:: Exercise material ::

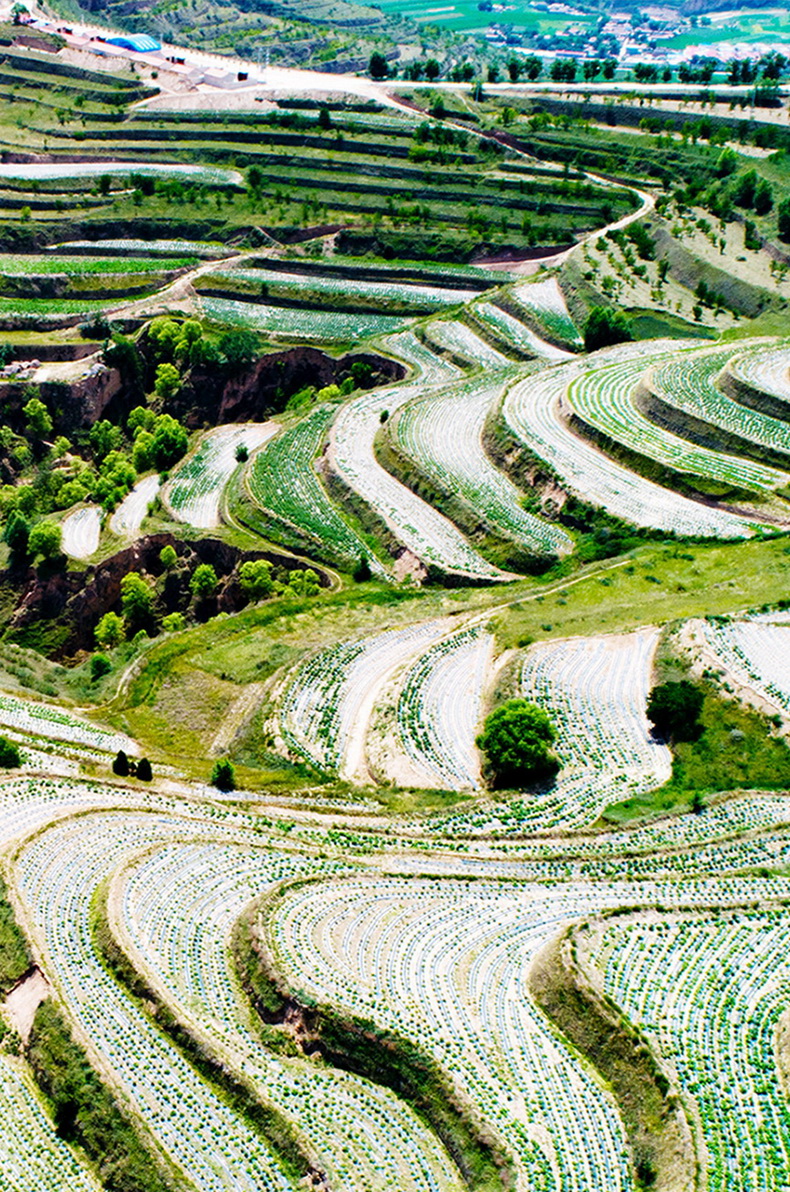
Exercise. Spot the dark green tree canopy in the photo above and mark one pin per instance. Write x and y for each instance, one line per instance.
(516, 742)
(605, 326)
(673, 709)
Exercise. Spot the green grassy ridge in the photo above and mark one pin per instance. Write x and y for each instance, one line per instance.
(16, 957)
(359, 1045)
(624, 1061)
(499, 550)
(267, 1121)
(686, 483)
(88, 1113)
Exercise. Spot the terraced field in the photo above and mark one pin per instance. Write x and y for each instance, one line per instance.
(442, 435)
(533, 410)
(315, 945)
(194, 492)
(284, 484)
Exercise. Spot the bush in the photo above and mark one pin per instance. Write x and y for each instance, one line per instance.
(173, 622)
(516, 742)
(204, 582)
(120, 764)
(10, 755)
(100, 665)
(673, 709)
(110, 631)
(255, 578)
(45, 540)
(603, 327)
(17, 533)
(378, 66)
(223, 775)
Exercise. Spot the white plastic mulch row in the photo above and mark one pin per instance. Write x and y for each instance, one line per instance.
(532, 409)
(766, 370)
(546, 302)
(427, 533)
(179, 906)
(193, 494)
(440, 708)
(443, 434)
(130, 514)
(32, 1156)
(459, 339)
(756, 653)
(710, 991)
(81, 531)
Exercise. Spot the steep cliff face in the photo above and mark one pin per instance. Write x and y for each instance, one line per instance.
(76, 600)
(213, 396)
(74, 405)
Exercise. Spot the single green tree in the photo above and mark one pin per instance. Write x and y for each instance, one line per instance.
(17, 533)
(100, 665)
(783, 219)
(110, 631)
(204, 582)
(136, 601)
(223, 775)
(255, 578)
(675, 708)
(45, 540)
(120, 764)
(167, 382)
(240, 347)
(38, 422)
(516, 743)
(10, 755)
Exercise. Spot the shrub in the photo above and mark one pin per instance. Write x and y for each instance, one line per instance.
(100, 665)
(110, 631)
(10, 755)
(673, 709)
(204, 582)
(223, 775)
(136, 600)
(45, 540)
(378, 66)
(120, 764)
(603, 327)
(17, 533)
(167, 382)
(255, 578)
(516, 742)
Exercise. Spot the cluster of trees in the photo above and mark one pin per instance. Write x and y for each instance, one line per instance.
(140, 610)
(131, 768)
(675, 709)
(605, 326)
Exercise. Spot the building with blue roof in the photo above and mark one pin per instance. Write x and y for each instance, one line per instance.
(141, 43)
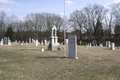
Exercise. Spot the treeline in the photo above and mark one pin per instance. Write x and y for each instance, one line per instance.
(93, 22)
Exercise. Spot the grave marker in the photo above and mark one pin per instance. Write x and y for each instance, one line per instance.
(72, 46)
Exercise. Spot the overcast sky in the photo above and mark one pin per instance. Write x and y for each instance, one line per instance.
(22, 7)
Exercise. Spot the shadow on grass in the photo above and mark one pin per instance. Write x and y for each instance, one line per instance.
(52, 57)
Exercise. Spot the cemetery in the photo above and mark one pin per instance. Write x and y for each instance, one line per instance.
(45, 60)
(50, 45)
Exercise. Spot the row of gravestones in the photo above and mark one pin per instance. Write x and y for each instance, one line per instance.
(111, 45)
(32, 41)
(5, 41)
(108, 44)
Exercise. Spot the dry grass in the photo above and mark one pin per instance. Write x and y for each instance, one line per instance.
(27, 62)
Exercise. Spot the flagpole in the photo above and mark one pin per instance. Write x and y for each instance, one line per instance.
(64, 32)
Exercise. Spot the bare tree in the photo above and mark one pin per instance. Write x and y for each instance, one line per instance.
(117, 13)
(94, 13)
(2, 23)
(77, 18)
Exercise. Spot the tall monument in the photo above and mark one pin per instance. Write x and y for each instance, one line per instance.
(53, 45)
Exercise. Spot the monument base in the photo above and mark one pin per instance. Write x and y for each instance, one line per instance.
(53, 47)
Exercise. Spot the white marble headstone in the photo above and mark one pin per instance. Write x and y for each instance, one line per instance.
(72, 46)
(113, 46)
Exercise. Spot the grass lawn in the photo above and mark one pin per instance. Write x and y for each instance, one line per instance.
(27, 62)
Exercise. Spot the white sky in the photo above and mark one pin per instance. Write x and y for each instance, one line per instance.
(21, 8)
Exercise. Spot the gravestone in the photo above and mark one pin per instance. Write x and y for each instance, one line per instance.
(5, 40)
(72, 46)
(90, 44)
(66, 41)
(29, 40)
(53, 45)
(9, 42)
(36, 42)
(113, 46)
(1, 42)
(106, 44)
(42, 49)
(45, 42)
(41, 41)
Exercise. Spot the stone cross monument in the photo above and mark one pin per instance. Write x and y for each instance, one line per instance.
(53, 45)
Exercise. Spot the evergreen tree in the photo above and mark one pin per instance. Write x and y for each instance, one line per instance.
(98, 31)
(117, 32)
(9, 33)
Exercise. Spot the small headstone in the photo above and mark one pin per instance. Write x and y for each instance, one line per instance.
(1, 42)
(41, 41)
(45, 42)
(72, 46)
(5, 40)
(66, 42)
(113, 46)
(90, 44)
(106, 43)
(29, 40)
(36, 42)
(118, 47)
(42, 49)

:: Short problem ::
Render every line of the records above as a JSON list of strings, one string per line, leaving out blank lines and the pictures.

:: Result of this task ::
[
  "Exercise. Spot the dark green tree canopy in the photo above and mark one pin per instance. Write x and y for each instance, one line per instance.",
  "(516, 742)",
  "(605, 326)",
  "(673, 709)",
  "Exercise. Spot the green grassy ridge in the photo above and mark one pin per instance. Write x and y for each instance, one line per instance.",
  "(16, 957)",
  "(359, 1045)",
  "(624, 1061)",
  "(499, 550)",
  "(267, 1121)",
  "(686, 483)",
  "(88, 1113)",
  "Exercise. Spot the terraced field in the photo above and mark one pin per instance. Write x and y for each instance, one line per instance.",
  "(442, 435)",
  "(533, 410)",
  "(315, 945)",
  "(194, 492)",
  "(284, 484)",
  "Exercise. Spot the bush in the photo above and mark one pin per instance. Write x and y for each instance, one line per instance.",
  "(173, 622)",
  "(516, 742)",
  "(204, 582)",
  "(120, 764)",
  "(10, 755)",
  "(100, 665)",
  "(673, 709)",
  "(110, 631)",
  "(255, 578)",
  "(45, 540)",
  "(603, 327)",
  "(17, 533)",
  "(378, 66)",
  "(223, 775)",
  "Exercise. Spot the white plastic mulch row in the photo above and mark one pin per instance. Write x and y for each instance, one line per instance.",
  "(532, 409)",
  "(766, 370)",
  "(546, 302)",
  "(427, 533)",
  "(179, 906)",
  "(193, 494)",
  "(440, 708)",
  "(443, 434)",
  "(130, 514)",
  "(32, 1156)",
  "(459, 339)",
  "(756, 653)",
  "(710, 991)",
  "(81, 531)",
  "Exercise. Spot the steep cliff face in the photo above and mark one pin per instance. Write x and y for each instance, one line per instance.",
  "(76, 600)",
  "(213, 396)",
  "(74, 405)",
  "Exercise. Spot the single green tree in the photo above and mark one pin per instance. Write x and y for each instance, one line per instance.",
  "(17, 533)",
  "(100, 665)",
  "(783, 219)",
  "(110, 631)",
  "(204, 582)",
  "(136, 601)",
  "(223, 775)",
  "(255, 578)",
  "(675, 708)",
  "(45, 540)",
  "(120, 764)",
  "(167, 382)",
  "(240, 347)",
  "(38, 422)",
  "(516, 743)",
  "(10, 755)",
  "Exercise. Spot the shrub in the photo above and mark one pin per instance. Write x and y for each instance, one line per instance.",
  "(100, 665)",
  "(110, 631)",
  "(10, 755)",
  "(673, 709)",
  "(204, 582)",
  "(223, 775)",
  "(136, 600)",
  "(45, 540)",
  "(378, 66)",
  "(120, 764)",
  "(603, 327)",
  "(17, 533)",
  "(167, 382)",
  "(255, 578)",
  "(516, 742)",
  "Exercise. Spot the cluster of trees in the photo above and mark one pin per instance. Write x and y for each instance, one line per instance.",
  "(140, 610)",
  "(131, 768)",
  "(675, 709)",
  "(605, 326)",
  "Exercise. Spot the building with blue roof in the photo above and mark one pin per instance. Write x and y for each instance, one line per instance.",
  "(141, 43)",
  "Exercise. Spot the treeline in the photo above and mark one pin per instance. Write x and y for each instance, one line per instance.",
  "(93, 22)",
  "Exercise. Spot the grave marker in the photo above and mark one pin per instance. Write x and y for each instance, one line per instance.",
  "(72, 46)",
  "Exercise. Spot the overcast sky in the photo above and mark one pin per instance. Write x and y for each instance, one line per instance.",
  "(22, 7)",
  "Exercise. Spot the shadow on grass in the photo above and mark one pin per instance. Write x and y for each instance, one line per instance.",
  "(52, 57)",
  "Exercise. Spot the cemetery in the photo above and mark one pin per instance. Write x and y for each instance, one line per instance.",
  "(45, 60)",
  "(50, 45)",
  "Exercise. Spot the row of gravestones in the photo above and mark one pin per instance. Write x and y for each instance, one line per instance.",
  "(111, 45)",
  "(32, 41)",
  "(5, 41)",
  "(108, 44)",
  "Exercise. Spot the dry grass in the photo above and mark one pin per instance. Write x and y for each instance, one line per instance.",
  "(27, 62)",
  "Exercise. Spot the flagpole in the photo above and mark one pin per instance. Write x and y for each instance, one line per instance.",
  "(64, 32)",
  "Exercise. Spot the bare tree in the photo above and mark one pin per instance. Write x and y for each instance, one line per instance.",
  "(117, 13)",
  "(94, 13)",
  "(2, 23)",
  "(77, 18)",
  "Exercise. Spot the tall monument in the photo above and mark one pin per instance. Write x and y for each instance, one line per instance.",
  "(53, 45)",
  "Exercise. Spot the monument base in the photo above and mark one pin per instance. Write x and y for each instance, one line per instance.",
  "(53, 47)",
  "Exercise. Spot the white marble headstone in the photo above and mark one pin per instance. Write x and y for each instance, one line per instance.",
  "(72, 46)",
  "(113, 46)",
  "Exercise. Spot the grass lawn in the photo above and mark one pin per instance. Write x and y for each instance, one line per instance.",
  "(27, 62)",
  "Exercise. Spot the white sky in the photo above and mark one pin per instance. Write x and y for each instance, one line per instance.",
  "(21, 8)",
  "Exercise. Spot the gravestone in the photo above and mark one pin per instance. Write x and y for each instance, one line per instance.",
  "(5, 40)",
  "(72, 46)",
  "(90, 44)",
  "(66, 41)",
  "(29, 40)",
  "(53, 45)",
  "(9, 42)",
  "(36, 42)",
  "(113, 46)",
  "(1, 42)",
  "(106, 44)",
  "(42, 49)",
  "(45, 42)",
  "(41, 41)",
  "Exercise. Spot the stone cross monument in the photo above and mark one pin per instance. Write x and y for each instance, one line per instance.",
  "(53, 45)",
  "Exercise. Spot the evergreen tree in the photo above and mark one pin per instance. Write x and y for each instance, one line per instance.",
  "(98, 31)",
  "(117, 32)",
  "(9, 33)",
  "Exercise. Spot the small headstone in the photo above and mark one pin per instance. Write x and y for each instance, one line per instance.",
  "(1, 42)",
  "(41, 41)",
  "(45, 42)",
  "(72, 46)",
  "(5, 40)",
  "(66, 42)",
  "(113, 46)",
  "(90, 44)",
  "(106, 43)",
  "(29, 40)",
  "(36, 42)",
  "(118, 47)",
  "(42, 49)"
]